--- Extracted data ---

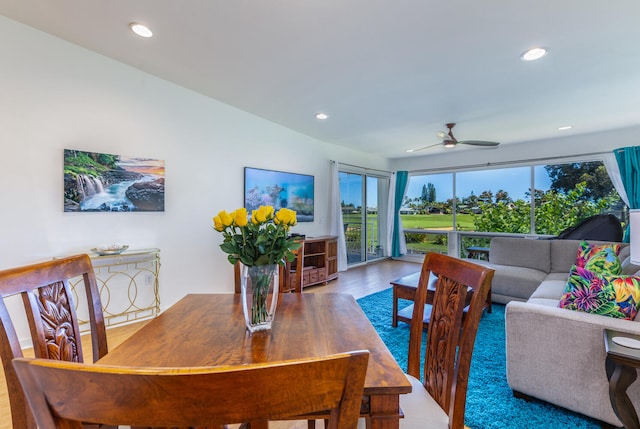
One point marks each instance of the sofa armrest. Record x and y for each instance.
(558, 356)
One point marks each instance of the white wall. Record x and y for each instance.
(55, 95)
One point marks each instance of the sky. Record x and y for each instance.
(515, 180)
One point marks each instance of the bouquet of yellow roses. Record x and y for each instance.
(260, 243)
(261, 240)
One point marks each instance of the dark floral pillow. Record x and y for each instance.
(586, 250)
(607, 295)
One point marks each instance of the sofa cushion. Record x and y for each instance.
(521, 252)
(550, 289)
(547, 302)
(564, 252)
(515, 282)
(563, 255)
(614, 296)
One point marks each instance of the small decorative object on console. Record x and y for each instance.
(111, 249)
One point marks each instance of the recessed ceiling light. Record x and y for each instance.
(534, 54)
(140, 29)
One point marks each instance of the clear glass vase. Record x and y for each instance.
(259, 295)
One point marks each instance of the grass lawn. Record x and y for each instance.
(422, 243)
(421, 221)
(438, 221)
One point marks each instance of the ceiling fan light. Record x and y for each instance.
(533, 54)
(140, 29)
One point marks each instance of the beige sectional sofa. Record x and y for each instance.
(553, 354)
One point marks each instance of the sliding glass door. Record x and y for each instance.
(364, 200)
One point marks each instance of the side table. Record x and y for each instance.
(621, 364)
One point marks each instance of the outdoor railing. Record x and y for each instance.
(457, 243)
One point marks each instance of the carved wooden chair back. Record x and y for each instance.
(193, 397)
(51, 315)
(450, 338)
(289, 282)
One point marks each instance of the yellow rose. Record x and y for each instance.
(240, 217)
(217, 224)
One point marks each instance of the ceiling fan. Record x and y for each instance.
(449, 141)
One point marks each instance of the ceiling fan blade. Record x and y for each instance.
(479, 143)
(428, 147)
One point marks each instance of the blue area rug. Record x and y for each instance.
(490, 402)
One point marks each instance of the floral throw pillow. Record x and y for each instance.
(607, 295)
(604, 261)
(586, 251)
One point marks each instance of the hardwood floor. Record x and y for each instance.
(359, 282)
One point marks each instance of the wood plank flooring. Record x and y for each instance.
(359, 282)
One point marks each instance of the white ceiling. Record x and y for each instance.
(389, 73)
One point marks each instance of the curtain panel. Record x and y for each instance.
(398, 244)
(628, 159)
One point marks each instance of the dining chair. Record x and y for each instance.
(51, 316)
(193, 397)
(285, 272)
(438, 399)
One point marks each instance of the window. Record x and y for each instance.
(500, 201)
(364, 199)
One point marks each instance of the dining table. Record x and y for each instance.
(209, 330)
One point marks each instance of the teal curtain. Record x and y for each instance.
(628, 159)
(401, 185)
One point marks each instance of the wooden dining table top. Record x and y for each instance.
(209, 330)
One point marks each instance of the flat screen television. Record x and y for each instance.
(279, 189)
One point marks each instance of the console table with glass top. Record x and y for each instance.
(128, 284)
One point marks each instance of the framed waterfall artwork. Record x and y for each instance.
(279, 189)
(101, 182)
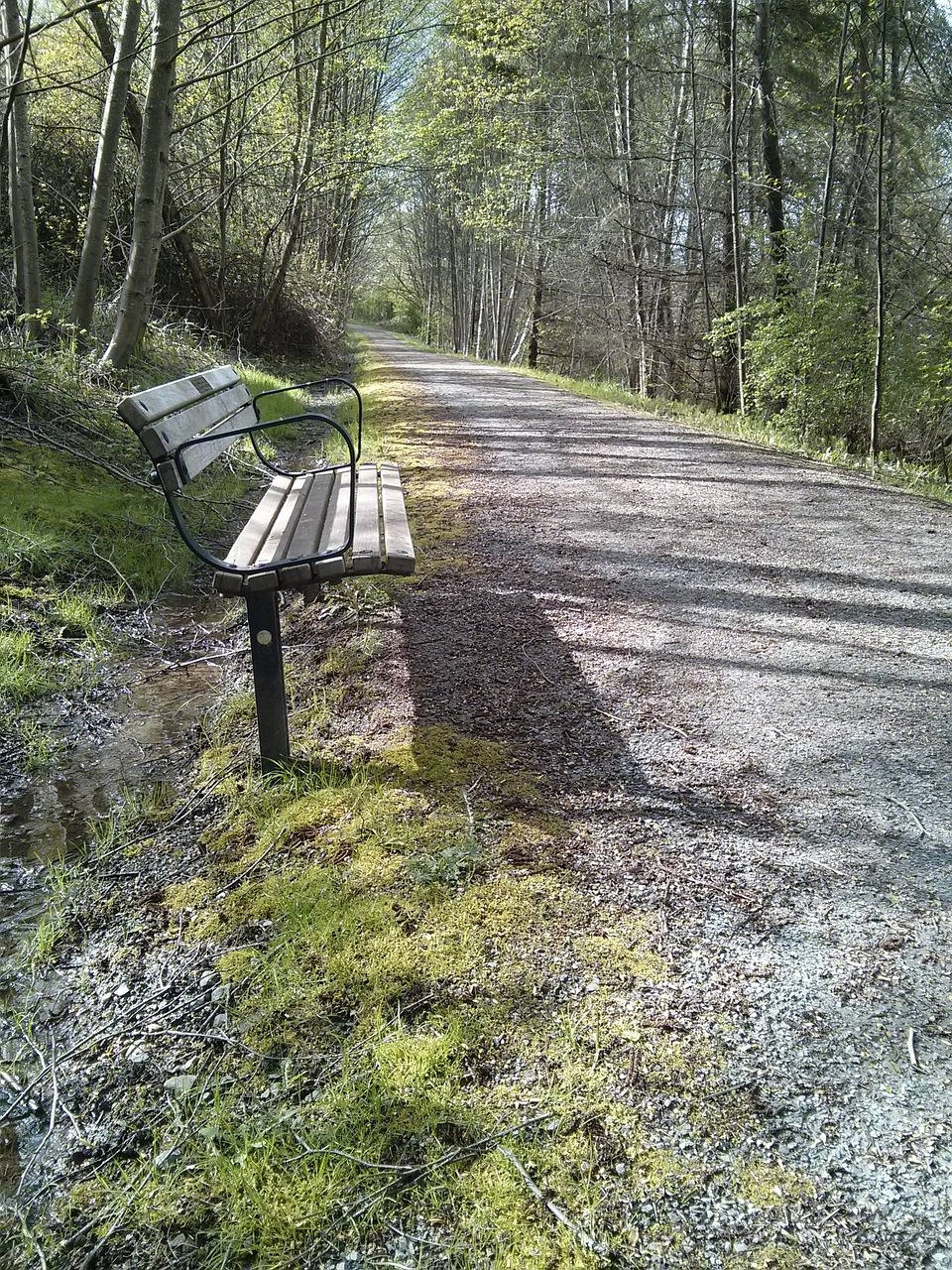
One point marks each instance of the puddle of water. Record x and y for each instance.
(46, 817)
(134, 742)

...

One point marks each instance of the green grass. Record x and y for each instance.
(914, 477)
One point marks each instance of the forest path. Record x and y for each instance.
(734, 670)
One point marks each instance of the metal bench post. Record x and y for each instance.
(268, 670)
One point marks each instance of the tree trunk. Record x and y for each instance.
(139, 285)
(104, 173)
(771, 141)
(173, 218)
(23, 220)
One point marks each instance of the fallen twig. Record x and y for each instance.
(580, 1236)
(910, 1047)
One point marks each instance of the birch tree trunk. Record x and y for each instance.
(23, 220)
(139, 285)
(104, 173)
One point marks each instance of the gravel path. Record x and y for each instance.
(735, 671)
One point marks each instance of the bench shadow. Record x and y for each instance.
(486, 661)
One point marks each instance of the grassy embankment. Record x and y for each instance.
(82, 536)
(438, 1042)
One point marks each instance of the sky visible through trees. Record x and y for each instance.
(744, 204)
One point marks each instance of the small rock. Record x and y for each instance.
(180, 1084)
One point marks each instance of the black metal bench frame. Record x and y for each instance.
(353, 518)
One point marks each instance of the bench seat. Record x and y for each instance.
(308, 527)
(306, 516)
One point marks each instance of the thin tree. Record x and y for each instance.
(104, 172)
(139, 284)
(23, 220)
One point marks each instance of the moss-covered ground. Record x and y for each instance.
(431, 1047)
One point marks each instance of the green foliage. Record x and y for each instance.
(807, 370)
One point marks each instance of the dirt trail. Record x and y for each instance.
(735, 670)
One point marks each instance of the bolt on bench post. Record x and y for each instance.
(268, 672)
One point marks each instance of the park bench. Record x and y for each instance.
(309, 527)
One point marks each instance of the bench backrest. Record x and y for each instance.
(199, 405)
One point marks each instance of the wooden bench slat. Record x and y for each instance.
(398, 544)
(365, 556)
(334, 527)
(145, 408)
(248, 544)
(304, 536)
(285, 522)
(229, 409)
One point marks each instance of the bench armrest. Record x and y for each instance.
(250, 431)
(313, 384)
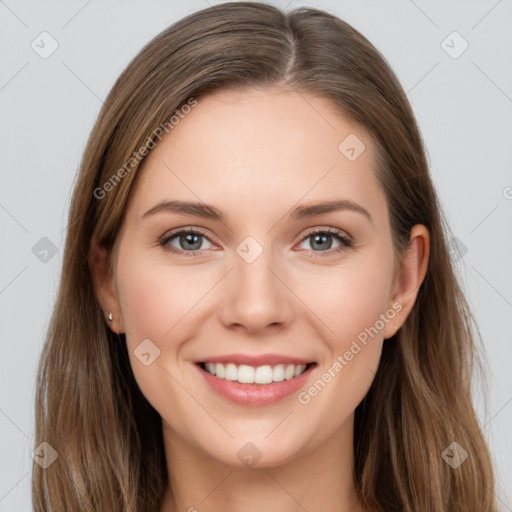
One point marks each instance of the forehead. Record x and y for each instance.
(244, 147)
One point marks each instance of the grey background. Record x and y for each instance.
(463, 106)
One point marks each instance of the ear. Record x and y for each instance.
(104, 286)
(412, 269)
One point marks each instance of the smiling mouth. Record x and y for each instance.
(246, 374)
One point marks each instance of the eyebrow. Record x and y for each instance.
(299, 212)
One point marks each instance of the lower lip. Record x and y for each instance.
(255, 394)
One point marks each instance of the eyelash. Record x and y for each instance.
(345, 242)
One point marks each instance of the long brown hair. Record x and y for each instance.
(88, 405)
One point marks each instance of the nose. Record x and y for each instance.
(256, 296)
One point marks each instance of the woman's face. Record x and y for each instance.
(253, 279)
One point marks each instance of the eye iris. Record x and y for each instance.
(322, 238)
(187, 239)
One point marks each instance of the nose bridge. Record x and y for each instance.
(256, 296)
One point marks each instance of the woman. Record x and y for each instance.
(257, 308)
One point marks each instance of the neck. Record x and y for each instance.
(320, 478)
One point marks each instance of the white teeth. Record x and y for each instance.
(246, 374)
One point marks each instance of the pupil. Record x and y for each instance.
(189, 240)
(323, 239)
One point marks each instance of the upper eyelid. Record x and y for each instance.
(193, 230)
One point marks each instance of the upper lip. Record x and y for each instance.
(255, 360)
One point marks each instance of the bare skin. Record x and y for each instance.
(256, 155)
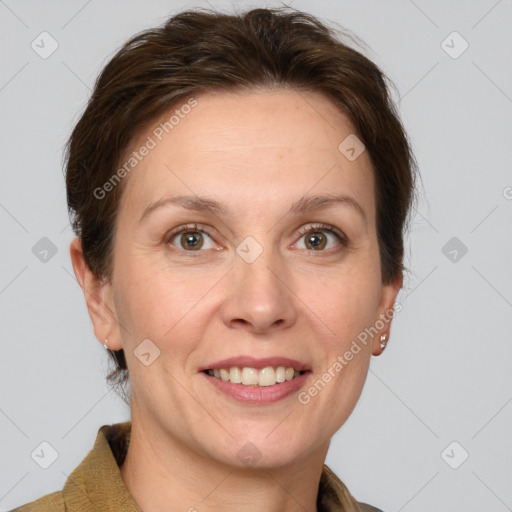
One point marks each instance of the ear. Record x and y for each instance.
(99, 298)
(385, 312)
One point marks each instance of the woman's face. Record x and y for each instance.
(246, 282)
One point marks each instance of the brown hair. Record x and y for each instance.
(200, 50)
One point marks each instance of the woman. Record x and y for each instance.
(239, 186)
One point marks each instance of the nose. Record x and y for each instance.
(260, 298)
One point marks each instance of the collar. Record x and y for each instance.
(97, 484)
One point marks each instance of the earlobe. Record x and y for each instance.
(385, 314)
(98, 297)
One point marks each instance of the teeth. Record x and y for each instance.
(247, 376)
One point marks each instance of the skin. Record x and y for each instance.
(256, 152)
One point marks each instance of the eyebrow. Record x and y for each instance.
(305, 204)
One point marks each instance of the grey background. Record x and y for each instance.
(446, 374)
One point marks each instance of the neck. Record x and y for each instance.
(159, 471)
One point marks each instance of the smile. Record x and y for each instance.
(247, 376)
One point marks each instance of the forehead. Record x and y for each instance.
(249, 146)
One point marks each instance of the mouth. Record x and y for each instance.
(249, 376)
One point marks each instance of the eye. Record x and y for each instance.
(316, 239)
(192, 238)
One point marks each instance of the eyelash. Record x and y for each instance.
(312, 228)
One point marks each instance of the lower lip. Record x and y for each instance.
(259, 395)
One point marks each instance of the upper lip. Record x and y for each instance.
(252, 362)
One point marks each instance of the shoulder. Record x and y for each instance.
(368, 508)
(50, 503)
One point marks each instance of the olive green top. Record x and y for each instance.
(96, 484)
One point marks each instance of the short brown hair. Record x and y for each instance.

--- Task directions ---
From both blocks above, return every line that contains the word "path".

--- Finished exercise ---
One point marks each instance of the forest path. Record x and y for each instance.
One point marks each instance of the gravel path. Record x and y for each instance.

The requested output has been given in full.